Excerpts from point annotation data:
┌──

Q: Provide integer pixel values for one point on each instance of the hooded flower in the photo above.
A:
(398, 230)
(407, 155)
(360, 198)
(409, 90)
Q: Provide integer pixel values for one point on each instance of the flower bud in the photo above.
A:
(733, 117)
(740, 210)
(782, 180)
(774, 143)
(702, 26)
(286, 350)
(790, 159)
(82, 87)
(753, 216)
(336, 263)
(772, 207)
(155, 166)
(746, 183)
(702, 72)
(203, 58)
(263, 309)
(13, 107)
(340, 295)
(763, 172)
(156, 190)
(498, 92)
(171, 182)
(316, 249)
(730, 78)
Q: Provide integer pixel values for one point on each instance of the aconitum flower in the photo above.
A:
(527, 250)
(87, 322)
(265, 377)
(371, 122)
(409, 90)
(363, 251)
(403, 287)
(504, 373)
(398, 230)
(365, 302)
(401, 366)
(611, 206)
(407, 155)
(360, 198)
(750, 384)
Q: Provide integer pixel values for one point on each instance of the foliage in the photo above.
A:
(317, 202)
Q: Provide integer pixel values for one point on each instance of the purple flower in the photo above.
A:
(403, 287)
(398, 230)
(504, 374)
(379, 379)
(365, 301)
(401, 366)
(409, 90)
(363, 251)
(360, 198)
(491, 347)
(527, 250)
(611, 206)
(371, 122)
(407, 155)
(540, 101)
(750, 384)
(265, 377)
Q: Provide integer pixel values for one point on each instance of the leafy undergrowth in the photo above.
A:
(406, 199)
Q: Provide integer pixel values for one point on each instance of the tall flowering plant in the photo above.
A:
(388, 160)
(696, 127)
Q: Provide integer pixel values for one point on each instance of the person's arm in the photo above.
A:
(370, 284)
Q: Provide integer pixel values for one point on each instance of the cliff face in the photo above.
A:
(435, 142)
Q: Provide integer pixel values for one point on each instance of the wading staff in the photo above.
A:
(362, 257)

└──

Turn the lines of the rows, starting with the line that contains "bud in the photo above." and going on through the last line of the rows, into a numbered list, leaving out any blank lines.

**Result of the task:**
1. Q: Provide integer pixel values for one point on each instance of the flower bud in the photo above.
2. A:
3. (733, 117)
4. (740, 210)
5. (782, 180)
6. (774, 143)
7. (702, 26)
8. (286, 350)
9. (790, 159)
10. (82, 87)
11. (753, 216)
12. (336, 263)
13. (772, 207)
14. (155, 166)
15. (746, 183)
16. (702, 72)
17. (203, 58)
18. (263, 309)
19. (13, 107)
20. (340, 295)
21. (763, 172)
22. (156, 190)
23. (498, 92)
24. (171, 182)
25. (316, 249)
26. (730, 78)
27. Q: Provide integer pixel values for one point on each instance of the aconitum flower in the photo above.
28. A:
29. (527, 250)
30. (87, 322)
31. (265, 377)
32. (371, 122)
33. (409, 90)
34. (363, 251)
35. (403, 287)
36. (504, 373)
37. (398, 230)
38. (365, 302)
39. (401, 366)
40. (611, 206)
41. (407, 155)
42. (360, 198)
43. (750, 384)
44. Q: Provide integer pixel values for one point on each instance of the foliage in the photo above.
45. A:
46. (317, 202)
47. Q: Provide integer pixel values for one point on each instance of the purple flower in the photo above.
48. A:
49. (403, 287)
50. (398, 230)
51. (504, 374)
52. (379, 379)
53. (365, 301)
54. (401, 366)
55. (409, 90)
56. (363, 251)
57. (360, 198)
58. (491, 347)
59. (527, 250)
60. (611, 206)
61. (371, 122)
62. (407, 155)
63. (540, 101)
64. (750, 384)
65. (265, 377)
66. Q: Provide integer pixel values for one point on each instance of the leafy undergrowth in the photo above.
67. A:
68. (406, 199)
69. Q: Provide integer pixel values for one point on each instance of the tall flowering plant in the photo above.
70. A:
71. (388, 160)
72. (696, 127)
73. Q: Provide integer pixel values for one point on each instance of the person's arm in the photo above.
74. A:
75. (370, 284)
76. Q: Provide integer pixel values for one point on each instance of the cliff face in the photo above.
77. A:
78. (435, 142)
79. Q: Provide integer pixel values for one point on each instance of the wading staff in the photo above.
80. A:
81. (362, 257)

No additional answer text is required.